### Requirements:
Rewrite the records starting at the line that contains "purple shirt, imagine" and continuing through the end of the records. Replace "purple shirt" with "green shirt" and leave everything else unchanged.

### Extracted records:
┏━━
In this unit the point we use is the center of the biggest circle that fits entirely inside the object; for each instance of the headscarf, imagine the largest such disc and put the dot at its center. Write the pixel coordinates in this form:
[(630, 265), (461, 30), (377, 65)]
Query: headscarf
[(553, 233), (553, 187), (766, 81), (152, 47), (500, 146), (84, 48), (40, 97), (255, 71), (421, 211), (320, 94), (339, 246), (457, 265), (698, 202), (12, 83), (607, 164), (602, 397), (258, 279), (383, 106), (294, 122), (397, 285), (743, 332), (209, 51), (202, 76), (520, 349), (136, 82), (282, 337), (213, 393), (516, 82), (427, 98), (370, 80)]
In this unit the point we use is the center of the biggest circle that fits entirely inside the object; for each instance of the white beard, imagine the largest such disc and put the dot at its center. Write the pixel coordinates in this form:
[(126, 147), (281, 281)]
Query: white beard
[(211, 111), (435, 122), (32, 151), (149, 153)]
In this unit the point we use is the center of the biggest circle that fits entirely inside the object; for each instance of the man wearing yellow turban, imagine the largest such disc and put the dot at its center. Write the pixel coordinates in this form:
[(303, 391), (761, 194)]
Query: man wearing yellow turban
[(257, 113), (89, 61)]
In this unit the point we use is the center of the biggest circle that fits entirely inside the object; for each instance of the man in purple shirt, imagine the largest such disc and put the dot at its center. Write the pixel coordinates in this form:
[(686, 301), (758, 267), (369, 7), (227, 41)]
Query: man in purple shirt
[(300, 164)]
┗━━
### Task output:
In this unit the point we use is the center of the biggest circle that fits entirely inside the object; for each instance of the man in green shirt, imagine the largest such disc and put the dot at its center. Write the pixel coordinates in this form:
[(686, 301), (758, 267), (369, 7), (227, 41)]
Query: man in green shirt
[(300, 164)]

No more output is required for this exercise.